Contém spoilers. Edição lida: Cosac Naify, 2014.
“Oblómov”
foi uma leitura extremamente lenta, como pode ser verificado no meu
histórico de leitura do Skoob.
Um livro longamente desejado, me
indicaram em 2009, e só esse ano consegui por meus dedinhos nele.
Tendo isso em conta, achei que o devoraria em uma bocada só – a
despeito do tamanho – mas não foi assim; comecei em janeiro, parei
por longo tempo, só fui pegar de volta em setembro e conclui-lo em
outubro. Diante desses dados, poderia parecer que eu não gostei do
livro, que ele foi tedioso. Eu mesma pensava assim, até conclui-lo.
O
toque magistral de Oblómov é que mesmo esse ritmo lento da leitura,
esse “arrastar-se” da história, ajuda a compor o quadro que o
autor quer colocar diante dos nossos olhos, e se harmoniza
perfeitamente com a obra em si.
Como
aponta o comentarista cujo texto foi incluído no fim dessa edição,
a própria falta de enredo de “Oblómov” – no sentido em que
não há, rigidamente falando, uma HISTÓRIA estruturando o livro –
é o seu enredo. Porque a vida de Oblómov se passa assim: um dia
depois do outro, numa repetição infinita, sem grandes mudanças,
sem grandes eventos – pouca coisa que mereça ser objeto de uma
narrativa.
O
AUTOR
Ivan
Gontcharov foi um escritor de início tardio na literatura e de
poucas obras, com só três grandes romances (além da produção
juvenil), destacando-se, dentre eles, Oblómov como sua obra
principal.
Ele
foi solteiro a vida toda, após uma suposta desilusão amorosa, e era
funcionário público de carreira – provavelmente por ele
caricaturiza tanto o serviço público em seu livro. Diz-se que era
caseiro, desconfiado, e no fim da vida ficou meio paranoico e
arranjou encrencas com outros escritores contemporâneos.

• [LISTAGEM FORNECIDA]
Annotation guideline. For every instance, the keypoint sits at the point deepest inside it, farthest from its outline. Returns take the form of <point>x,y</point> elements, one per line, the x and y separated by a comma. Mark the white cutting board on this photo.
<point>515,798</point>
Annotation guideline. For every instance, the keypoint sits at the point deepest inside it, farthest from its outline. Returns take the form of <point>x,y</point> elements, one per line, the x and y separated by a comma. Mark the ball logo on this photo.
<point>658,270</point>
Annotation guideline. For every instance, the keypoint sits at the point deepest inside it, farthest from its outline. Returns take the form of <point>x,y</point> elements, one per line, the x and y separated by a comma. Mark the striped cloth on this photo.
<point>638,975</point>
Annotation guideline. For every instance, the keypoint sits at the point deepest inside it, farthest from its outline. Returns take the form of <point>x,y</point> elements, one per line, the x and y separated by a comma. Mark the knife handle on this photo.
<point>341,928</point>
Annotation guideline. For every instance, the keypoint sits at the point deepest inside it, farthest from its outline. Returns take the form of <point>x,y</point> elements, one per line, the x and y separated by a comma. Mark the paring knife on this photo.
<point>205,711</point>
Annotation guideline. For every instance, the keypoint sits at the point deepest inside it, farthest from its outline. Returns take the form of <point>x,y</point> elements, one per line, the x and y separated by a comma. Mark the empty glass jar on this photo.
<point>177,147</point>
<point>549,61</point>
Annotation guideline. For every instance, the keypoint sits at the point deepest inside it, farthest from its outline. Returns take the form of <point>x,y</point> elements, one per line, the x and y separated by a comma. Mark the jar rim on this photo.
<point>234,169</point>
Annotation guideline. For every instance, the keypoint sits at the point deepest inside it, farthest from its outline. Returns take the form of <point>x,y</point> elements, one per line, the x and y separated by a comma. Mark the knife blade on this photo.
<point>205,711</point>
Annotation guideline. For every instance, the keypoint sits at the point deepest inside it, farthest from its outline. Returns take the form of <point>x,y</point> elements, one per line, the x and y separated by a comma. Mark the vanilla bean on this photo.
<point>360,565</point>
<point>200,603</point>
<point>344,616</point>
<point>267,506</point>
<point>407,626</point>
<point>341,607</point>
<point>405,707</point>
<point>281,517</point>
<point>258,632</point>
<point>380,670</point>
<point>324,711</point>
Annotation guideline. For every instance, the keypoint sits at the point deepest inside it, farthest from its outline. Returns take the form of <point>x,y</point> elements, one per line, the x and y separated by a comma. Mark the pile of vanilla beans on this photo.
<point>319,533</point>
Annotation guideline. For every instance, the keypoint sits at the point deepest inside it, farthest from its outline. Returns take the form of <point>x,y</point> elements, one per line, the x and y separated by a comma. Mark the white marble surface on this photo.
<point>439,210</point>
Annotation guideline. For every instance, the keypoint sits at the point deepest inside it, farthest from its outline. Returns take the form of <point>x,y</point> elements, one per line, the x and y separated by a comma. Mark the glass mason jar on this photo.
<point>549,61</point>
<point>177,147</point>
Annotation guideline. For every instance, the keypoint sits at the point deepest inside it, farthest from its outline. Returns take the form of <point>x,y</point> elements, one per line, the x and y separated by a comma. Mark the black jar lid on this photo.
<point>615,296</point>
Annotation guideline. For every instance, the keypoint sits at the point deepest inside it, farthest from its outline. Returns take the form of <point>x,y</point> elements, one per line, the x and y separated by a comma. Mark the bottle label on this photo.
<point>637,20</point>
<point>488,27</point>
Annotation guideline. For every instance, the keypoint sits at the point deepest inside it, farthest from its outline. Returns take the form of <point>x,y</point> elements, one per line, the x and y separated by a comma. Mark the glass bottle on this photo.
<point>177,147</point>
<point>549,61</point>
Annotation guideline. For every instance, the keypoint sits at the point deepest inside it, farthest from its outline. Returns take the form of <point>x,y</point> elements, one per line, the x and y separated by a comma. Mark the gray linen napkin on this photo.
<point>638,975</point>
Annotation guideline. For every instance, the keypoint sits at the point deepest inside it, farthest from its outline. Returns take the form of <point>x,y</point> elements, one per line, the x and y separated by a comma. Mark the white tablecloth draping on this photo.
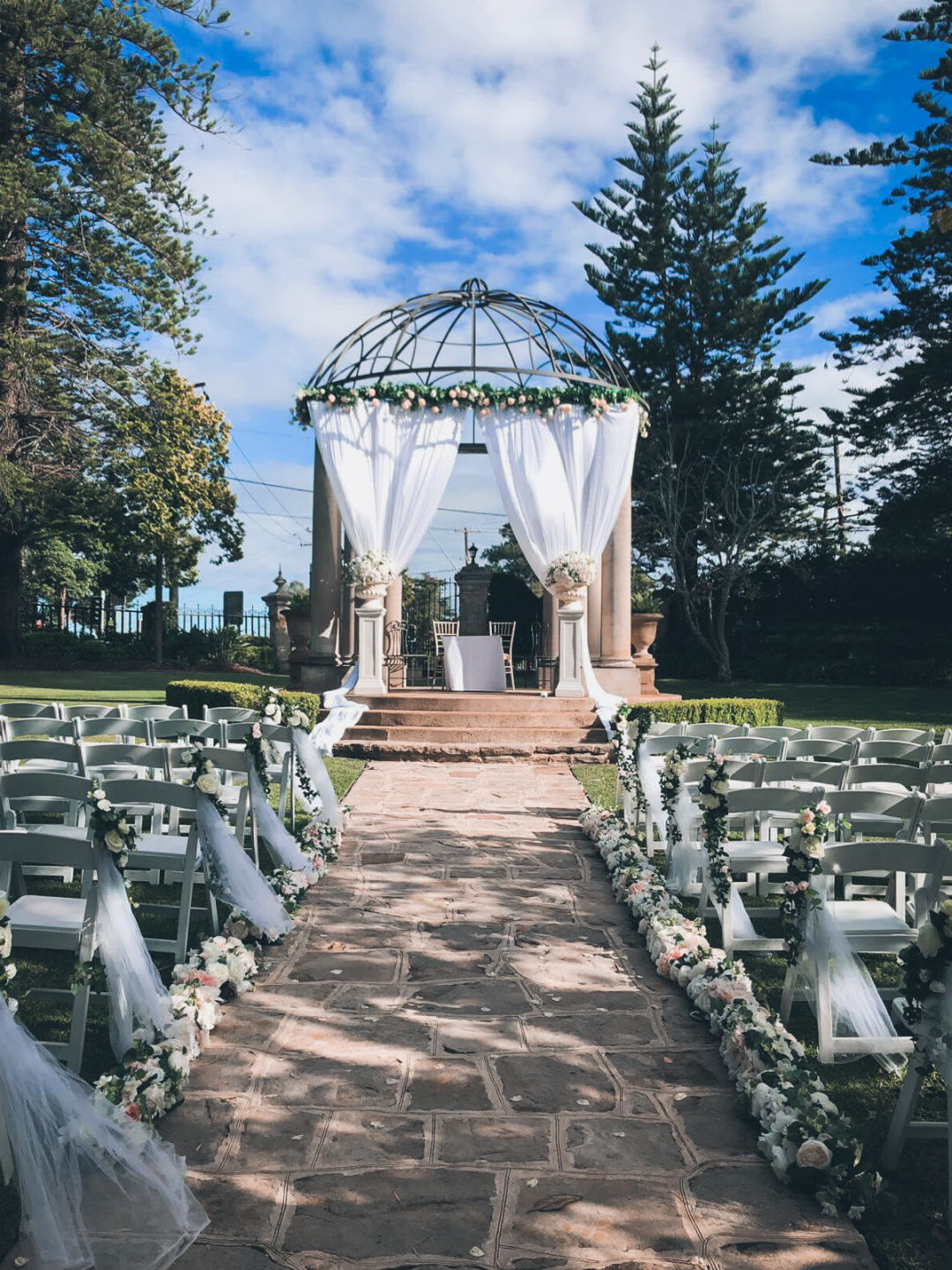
<point>473,663</point>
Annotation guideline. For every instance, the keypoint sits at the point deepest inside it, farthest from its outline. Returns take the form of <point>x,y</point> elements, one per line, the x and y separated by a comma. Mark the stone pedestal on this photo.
<point>276,601</point>
<point>322,669</point>
<point>369,649</point>
<point>473,582</point>
<point>571,624</point>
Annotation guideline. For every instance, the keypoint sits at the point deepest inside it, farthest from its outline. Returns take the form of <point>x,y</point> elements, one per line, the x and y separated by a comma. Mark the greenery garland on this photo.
<point>669,780</point>
<point>804,852</point>
<point>712,796</point>
<point>470,397</point>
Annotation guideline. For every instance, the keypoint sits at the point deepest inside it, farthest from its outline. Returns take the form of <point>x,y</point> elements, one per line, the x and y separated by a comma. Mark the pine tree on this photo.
<point>911,406</point>
<point>167,458</point>
<point>97,228</point>
<point>729,467</point>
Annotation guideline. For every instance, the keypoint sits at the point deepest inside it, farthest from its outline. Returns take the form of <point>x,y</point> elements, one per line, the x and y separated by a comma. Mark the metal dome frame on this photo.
<point>390,346</point>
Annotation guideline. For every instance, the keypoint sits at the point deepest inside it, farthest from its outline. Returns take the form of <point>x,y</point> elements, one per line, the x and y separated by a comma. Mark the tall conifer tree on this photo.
<point>97,228</point>
<point>695,282</point>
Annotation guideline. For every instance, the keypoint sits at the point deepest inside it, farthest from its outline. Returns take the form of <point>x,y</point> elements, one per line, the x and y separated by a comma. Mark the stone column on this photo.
<point>570,628</point>
<point>348,620</point>
<point>614,667</point>
<point>473,582</point>
<point>593,615</point>
<point>276,601</point>
<point>322,669</point>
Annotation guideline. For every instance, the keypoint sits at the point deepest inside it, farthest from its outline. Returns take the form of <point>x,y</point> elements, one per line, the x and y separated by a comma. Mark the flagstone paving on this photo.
<point>462,1057</point>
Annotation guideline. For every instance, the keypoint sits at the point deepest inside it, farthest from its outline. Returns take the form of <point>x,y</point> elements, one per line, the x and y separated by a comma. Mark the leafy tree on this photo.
<point>507,557</point>
<point>167,456</point>
<point>909,407</point>
<point>729,467</point>
<point>97,228</point>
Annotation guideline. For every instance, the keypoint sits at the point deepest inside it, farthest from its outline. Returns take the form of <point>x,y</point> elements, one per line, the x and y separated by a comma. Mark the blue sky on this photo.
<point>376,149</point>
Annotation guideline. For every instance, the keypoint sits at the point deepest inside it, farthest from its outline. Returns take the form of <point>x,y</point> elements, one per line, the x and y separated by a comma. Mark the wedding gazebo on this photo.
<point>473,371</point>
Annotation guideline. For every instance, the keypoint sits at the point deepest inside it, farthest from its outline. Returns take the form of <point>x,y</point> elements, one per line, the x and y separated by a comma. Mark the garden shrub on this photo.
<point>756,712</point>
<point>195,693</point>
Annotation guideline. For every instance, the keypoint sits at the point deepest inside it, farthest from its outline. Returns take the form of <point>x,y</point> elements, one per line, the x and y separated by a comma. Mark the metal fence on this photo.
<point>98,616</point>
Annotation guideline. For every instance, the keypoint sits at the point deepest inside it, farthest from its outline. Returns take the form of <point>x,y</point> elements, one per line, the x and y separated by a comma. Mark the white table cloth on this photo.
<point>473,663</point>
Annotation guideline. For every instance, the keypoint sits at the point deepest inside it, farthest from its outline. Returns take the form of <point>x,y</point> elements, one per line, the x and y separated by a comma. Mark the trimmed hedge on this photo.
<point>756,712</point>
<point>195,693</point>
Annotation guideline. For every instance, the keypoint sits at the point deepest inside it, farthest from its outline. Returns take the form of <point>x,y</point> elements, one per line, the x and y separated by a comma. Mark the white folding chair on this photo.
<point>838,732</point>
<point>804,773</point>
<point>46,756</point>
<point>54,923</point>
<point>822,750</point>
<point>167,850</point>
<point>868,925</point>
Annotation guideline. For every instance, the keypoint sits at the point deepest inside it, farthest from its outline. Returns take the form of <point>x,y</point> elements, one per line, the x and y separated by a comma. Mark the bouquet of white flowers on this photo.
<point>570,571</point>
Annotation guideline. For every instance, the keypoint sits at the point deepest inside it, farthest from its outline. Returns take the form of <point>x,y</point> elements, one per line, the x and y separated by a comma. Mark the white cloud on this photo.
<point>380,149</point>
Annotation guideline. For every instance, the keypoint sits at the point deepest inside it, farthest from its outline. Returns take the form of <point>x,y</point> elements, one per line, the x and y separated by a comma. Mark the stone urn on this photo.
<point>376,591</point>
<point>299,630</point>
<point>643,631</point>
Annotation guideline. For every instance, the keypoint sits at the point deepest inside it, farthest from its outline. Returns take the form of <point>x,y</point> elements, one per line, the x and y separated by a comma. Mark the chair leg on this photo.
<point>902,1117</point>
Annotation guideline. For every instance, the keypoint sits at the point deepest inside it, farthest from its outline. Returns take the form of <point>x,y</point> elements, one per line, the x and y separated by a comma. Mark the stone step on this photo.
<point>426,718</point>
<point>471,730</point>
<point>481,752</point>
<point>521,703</point>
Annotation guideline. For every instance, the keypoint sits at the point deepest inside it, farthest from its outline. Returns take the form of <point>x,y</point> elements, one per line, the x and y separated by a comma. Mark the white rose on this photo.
<point>814,1154</point>
<point>929,938</point>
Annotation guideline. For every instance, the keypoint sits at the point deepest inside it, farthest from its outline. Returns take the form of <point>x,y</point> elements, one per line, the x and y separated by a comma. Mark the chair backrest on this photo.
<point>155,712</point>
<point>807,770</point>
<point>716,729</point>
<point>225,759</point>
<point>885,773</point>
<point>228,714</point>
<point>507,631</point>
<point>54,729</point>
<point>837,732</point>
<point>893,752</point>
<point>45,848</point>
<point>822,748</point>
<point>666,729</point>
<point>928,862</point>
<point>131,790</point>
<point>441,629</point>
<point>107,753</point>
<point>41,791</point>
<point>183,729</point>
<point>13,752</point>
<point>86,710</point>
<point>776,732</point>
<point>28,710</point>
<point>750,747</point>
<point>915,736</point>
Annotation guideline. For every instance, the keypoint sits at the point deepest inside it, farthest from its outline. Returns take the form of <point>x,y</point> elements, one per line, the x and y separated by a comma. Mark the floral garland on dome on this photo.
<point>544,401</point>
<point>712,796</point>
<point>804,1136</point>
<point>804,852</point>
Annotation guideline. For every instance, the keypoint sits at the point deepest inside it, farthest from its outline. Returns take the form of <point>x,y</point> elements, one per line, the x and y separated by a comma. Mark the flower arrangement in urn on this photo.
<point>369,574</point>
<point>570,574</point>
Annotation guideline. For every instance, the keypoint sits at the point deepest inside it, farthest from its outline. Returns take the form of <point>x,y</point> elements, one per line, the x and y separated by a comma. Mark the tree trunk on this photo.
<point>159,608</point>
<point>11,594</point>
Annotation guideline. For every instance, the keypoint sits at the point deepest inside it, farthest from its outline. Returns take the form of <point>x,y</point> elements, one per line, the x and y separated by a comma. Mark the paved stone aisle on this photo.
<point>464,1058</point>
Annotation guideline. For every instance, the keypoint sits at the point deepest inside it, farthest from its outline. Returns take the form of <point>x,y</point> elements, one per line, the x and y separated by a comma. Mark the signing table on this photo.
<point>473,663</point>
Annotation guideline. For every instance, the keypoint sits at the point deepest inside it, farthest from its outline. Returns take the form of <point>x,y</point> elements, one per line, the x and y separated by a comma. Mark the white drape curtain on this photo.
<point>562,482</point>
<point>387,469</point>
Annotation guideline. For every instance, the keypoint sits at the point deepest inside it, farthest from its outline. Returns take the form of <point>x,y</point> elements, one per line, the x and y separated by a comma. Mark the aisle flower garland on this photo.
<point>544,401</point>
<point>804,1136</point>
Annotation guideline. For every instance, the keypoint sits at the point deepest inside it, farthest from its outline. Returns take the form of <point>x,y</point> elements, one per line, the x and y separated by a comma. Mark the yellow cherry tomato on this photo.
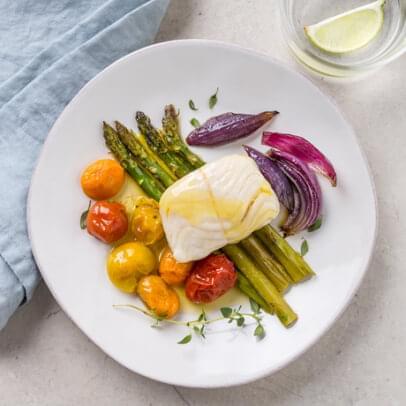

• [TAREFA 1] Quantos grandes romances Ivan Gontcharov escreveu, segundo a resenha sobre Oblómov?
• [TAREFA 2] Prossiga com a resenha sobre Oblómov a partir de onde ela termina.

• [RESPOSTA FINAL 1] Três grandes romances.

• [RESPOSTA FINAL 2]
Diz-se
que ele apreciava o conforto e a boa mesa e era, inclusive,
fisicamente parecido com Oblómov. Nada a surpreender – todo
personagem sempre tem uma gota de autobiográfico. Além disso, ele
teria retratado ironicamente no fim do livro, como o “literato
gordinho” que passeava com Stolz, e a quem o personagem contou
sobre Oblómov.
A
HISTÓRIA
Iliá
Ilitch Oblómov é um rico senhor de terras que vive, na capital, das
rendas que lhe mandam de sua propriedade campestre. Ele não sabe
fazer nada; foi educado à força, tentou alguns ramos de trabalho e
não se adaptou, não se adaptou à Sociedade (bailes, festas,
visitas, fofoca) e, com cerca de 30 anos quando nos encontramos com
ele, está mofando em sua casa, seu divã e seu roupão. Sua vida
transcorre entre uma refeição e outra, uma soneca e outra, rotina
interrompida por visitas ocasionais que trazem notícias do mundo de
fora, as quais Oblómov escuta pacientemente, sem muito interesse e
sem se agitar. A agitação, aliás, é uma coisa que lhe causa
repulsa.
Toda
a primeira parte do livro transcorre em um dia na vida de Oblómov,
onde somos apresentados a seus conhecidos, a seu criado Zakhar (uma
interessante figura, moldada no mesmo tecido de seu patrão, ainda
que em outra classe social), e aos problemas e projetos de Oblómov.
Melhor dizendo, ao projeto: o sonho de reformar e reformular sua
propriedade rural, Oblómovka, que está entregue na mão de
administradores não dos mais honestos, e mudar-se pra lá, quem sabe
com uma esposa, pra levar a vida calma e prazerosa que viveu em sua
infância. Oblómov pensa e repensa em seu “plano” para
Oblómovka, que constitui toda a sua vida intelectual, mas nunca o
conclui.
Os
problemas de Oblómov – ser logrado por seu administrador, que não
lhe manda a renda da aldeia fielmente, e um iminente despejo do
apartamento – são o que o movem, a contragosto, para a próxima
fase de sua vida.
Iliá
tem um amigo de infância, o russo de descendência alemã Andrei
Stolz, que era filho de seu professor na província. Eles cresceram
juntos, mas Stolz tem a personalidade muito diferente da de Oblómov,
não consegue ficar parado e é bastante autoconfiante. Ele não
aparece com frequência no livro, e quando aparece, é principalmente
para resolver os problemas imediatos de Oblómov e tentar arrancá-los
da letargia, a segunda parte, quase sempre sem sucesso.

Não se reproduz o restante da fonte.